**Text passage**

***

# What Was Your Trick?



## Bea (Jul 26, 2007)

I just thought it would be interesting to hear how everyone went about taming and bonding with their cockatiels when they first came home! 

For me it was easy both times. Cookie was 8 weeks old from a pet shop. She wasn't hand reared but had come from a small scale breeder who had obviously handled her lots, and then went straight to a small pet shop with one of her siblings. They got lots of attention from the staff so she was tame when i got her, accepting head scratches on day one or two and our bond just grew from there.

Bailee was handreared and from a breeder. I went and visited him a few times before he was weaned so he already knew me by the time i bought him home! Enough said. 

So what about you?


----------



## Aly (Jul 30, 2007)

Well, when I went to the petstore one day for budgie food I walked out with Baby. I just fell in love with her right away and there was no way I could leave her. She kept trying to step up through the glass so I picked her up and put her on my shoulder, walked to the budgie's food, walked back to put her back and she wouldn't let go of my finger...so I didn't either. She was pretty much tame from day one but we have a really strong bond now. She likes NOANE else..lol


----------



## Laura (Jul 30, 2007)

***

**Set problem 1**
In the cockatiel taming thread, condense the paragraph beginning "For me it was easy both times" into a short bulleted list that keeps its main facts.
**Set problem 2**
Continue the cockatiel taming thread by writing the next post.

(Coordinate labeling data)

***

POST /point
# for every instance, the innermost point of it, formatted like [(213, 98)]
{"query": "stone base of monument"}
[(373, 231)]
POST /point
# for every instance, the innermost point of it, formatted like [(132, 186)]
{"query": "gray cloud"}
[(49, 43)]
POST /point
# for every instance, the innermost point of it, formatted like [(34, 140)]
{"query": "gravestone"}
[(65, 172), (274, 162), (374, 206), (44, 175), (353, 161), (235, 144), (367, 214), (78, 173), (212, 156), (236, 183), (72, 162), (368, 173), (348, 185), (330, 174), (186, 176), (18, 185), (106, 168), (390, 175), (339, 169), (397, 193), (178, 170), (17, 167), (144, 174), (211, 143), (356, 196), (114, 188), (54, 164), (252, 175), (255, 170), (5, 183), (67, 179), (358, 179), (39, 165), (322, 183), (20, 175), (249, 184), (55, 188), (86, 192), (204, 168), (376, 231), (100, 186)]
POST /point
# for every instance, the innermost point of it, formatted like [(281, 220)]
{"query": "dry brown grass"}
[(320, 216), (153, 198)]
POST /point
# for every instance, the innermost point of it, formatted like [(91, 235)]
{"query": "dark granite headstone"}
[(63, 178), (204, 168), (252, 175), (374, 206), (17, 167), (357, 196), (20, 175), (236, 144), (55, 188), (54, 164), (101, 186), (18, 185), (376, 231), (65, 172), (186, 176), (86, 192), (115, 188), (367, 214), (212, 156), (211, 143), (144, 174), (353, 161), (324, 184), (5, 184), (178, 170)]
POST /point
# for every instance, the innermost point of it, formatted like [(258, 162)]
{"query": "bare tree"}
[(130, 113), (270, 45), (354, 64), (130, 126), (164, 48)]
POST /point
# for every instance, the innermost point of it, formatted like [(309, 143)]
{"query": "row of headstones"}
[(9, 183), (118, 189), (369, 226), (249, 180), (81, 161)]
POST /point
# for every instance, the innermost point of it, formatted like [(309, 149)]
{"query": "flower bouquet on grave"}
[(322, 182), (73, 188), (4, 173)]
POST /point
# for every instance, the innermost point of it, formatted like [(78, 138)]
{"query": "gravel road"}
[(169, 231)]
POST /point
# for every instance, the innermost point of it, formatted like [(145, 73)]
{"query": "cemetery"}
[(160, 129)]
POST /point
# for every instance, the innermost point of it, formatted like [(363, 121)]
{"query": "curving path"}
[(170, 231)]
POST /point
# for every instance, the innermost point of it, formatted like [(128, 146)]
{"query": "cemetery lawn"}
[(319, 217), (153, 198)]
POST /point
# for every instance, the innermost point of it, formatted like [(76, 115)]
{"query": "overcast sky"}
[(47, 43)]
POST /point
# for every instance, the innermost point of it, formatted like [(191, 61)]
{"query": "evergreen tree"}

***

**Result 1**
- Taming was easy both times.
- Cookie came from a pet shop at 8 weeks old.
- She wasn't hand reared, but her small-scale breeder had handled her a lot.
- She went to a small pet shop with one of her siblings, where the staff gave them lots of attention.
- She was tame on arrival and accepted head scratches on day one or two.
- The bond grew from there.

**Result 2**
Both of mine came from the same breeder who was great with them they were already stepping up sitting on the shoulder and eating there fruits and veggies so I was lucky I really didn't have to do any training it was all done for me Georgie was 10 wks when we got her, Ollie was a little younger so I got to go visit him before we brought him home


----------



## Bea (Jul 26, 2007)

laurago said:


> they were already stepping up sitting on the shoulder and eating there fruits and veggies


That's so lucky!! I had to work on getting both mine to eat their veggies.  So far we've all just started out with tame birds it would seem, lol!!


----------



## Laura (Jul 30, 2007)

Bea said:


> That's so lucky!! I had to work on getting both mine to eat their veggies.  So far we've all just started out with tame birds it would seem, lol!!


Bea I was really lucky to find this breeder on the net and she is only about 20 minutes from my home I just happened to come upon her site one night and called her the next day and thats how Georgie came to us I have had Georgie for almost 7wks and the breeder still calls me...lol to see if everything is ok, she really loves her birds and is not just in it for the money speaking of that she charged us way less then what some other breeders wanted and I got the same price for Ollie who is a pied and they charge more around here for them.


----------



## xxxSpikexxx (Jul 30, 2007)

I got Spike from a breeder he was hand raised. And knew how to step up when I brought him home. He now knows down as well and will get off my finger when I ask. Working on the vegetables still though


----------



## Sophia (Aug 11, 2007)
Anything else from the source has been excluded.